TEXTO FORNECIDO -
* * *

Uma das causas profundas da crise democrática é a naturalidade com que se usou o termo realidade alternativa. Fernando Gabeira para O Globo:
A
leitura de alguns temas complicados me leva a escrever sobre uma
palavra simples do nosso cotidiano: solidão. Rumos políticos, ecológicos
e filosóficos apontam para ela.
No
momento em que se discute o controle das redes sociais, é preciso
lembrar que vivemos uma política definida como pós-verdade. O tsunami de
fake news, teorias conspiratórias e desinformação talvez seja apenas a
face visível.
Uma
das causas profundas da crise democrática é a naturalidade com que se
usou o termo realidade alternativa. Refiro-me a governos, não apenas a
indivíduos. Trump, que se sentia no direito de contar o número de
pessoas na sua posse de forma diferente de todos os outros observadores.

* * *

DADOS REGISTRADOS -
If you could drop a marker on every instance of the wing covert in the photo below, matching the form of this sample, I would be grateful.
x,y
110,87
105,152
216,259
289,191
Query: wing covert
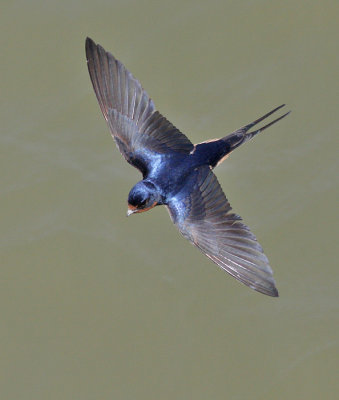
x,y
137,128
203,215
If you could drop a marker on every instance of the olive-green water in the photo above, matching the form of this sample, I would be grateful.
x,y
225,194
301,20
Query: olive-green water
x,y
97,306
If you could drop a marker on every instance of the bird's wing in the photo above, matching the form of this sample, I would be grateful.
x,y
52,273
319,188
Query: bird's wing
x,y
137,128
203,215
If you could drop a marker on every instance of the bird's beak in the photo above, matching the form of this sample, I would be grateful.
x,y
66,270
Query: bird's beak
x,y
129,212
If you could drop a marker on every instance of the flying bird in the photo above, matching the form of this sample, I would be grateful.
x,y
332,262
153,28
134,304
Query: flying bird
x,y
178,174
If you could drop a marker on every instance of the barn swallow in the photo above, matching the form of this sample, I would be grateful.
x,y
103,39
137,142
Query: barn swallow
x,y
177,173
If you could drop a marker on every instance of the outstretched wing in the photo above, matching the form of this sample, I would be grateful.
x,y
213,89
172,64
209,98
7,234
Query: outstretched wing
x,y
203,215
137,128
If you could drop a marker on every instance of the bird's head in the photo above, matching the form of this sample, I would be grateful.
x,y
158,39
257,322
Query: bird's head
x,y
142,197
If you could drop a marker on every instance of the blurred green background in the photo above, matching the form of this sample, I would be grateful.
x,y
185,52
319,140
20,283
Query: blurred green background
x,y
97,306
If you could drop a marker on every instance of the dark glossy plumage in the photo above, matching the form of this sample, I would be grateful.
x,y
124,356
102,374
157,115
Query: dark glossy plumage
x,y
177,173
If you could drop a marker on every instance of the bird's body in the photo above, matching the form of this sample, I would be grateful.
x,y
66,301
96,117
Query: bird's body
x,y
177,173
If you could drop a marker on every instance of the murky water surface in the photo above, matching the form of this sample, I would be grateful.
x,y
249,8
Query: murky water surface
x,y
97,306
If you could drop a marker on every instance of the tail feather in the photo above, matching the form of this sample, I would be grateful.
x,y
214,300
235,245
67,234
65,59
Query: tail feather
x,y
241,135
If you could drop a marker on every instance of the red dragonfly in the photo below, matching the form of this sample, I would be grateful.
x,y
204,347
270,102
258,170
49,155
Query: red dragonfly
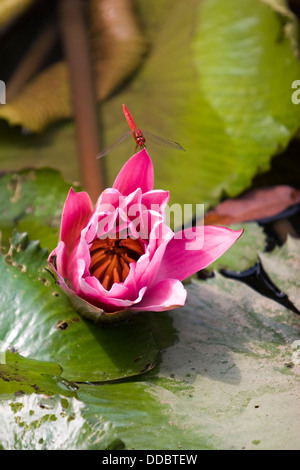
x,y
138,136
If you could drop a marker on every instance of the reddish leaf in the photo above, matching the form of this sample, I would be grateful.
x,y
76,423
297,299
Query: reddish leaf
x,y
254,205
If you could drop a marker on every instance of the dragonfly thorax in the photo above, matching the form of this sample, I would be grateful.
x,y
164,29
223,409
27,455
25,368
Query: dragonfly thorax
x,y
138,137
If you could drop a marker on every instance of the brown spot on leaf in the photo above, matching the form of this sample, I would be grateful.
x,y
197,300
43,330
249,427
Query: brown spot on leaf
x,y
61,325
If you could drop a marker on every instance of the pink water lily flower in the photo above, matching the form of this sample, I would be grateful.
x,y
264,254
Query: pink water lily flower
x,y
121,256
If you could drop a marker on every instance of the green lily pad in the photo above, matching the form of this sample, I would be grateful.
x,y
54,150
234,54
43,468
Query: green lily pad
x,y
35,422
38,319
229,381
20,376
32,201
221,86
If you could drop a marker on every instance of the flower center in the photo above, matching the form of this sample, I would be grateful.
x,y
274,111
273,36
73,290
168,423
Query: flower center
x,y
110,259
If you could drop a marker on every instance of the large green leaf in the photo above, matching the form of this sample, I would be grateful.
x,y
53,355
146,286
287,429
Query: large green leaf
x,y
229,381
53,423
20,376
32,201
221,86
37,318
227,377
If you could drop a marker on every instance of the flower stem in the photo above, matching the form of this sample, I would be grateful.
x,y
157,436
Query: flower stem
x,y
75,41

* * *

EXERCÍCIOS -
(a) Extraia do texto fornecido o trecho que começa em "Uma das causas" e segue até "apontam para ela.", sem nenhuma alteração.
(b) No texto fornecido, qual palavra simples do cotidiano é apresentada como o tema a ser tratado?
(c) Segundo o texto fornecido, que rumos apontam para a solidão? Liste todos.
Responda com base apenas no texto fornecido.

RESPOSTAS -
(a)
Uma das causas profundas da crise democrática é a naturalidade com que se usou o termo realidade alternativa. Fernando Gabeira para O Globo:
A
leitura de alguns temas complicados me leva a escrever sobre uma
palavra simples do nosso cotidiano: solidão. Rumos políticos, ecológicos
e filosóficos apontam para ela.

(b) Solidão.

(c) Políticos, ecológicos e filosóficos.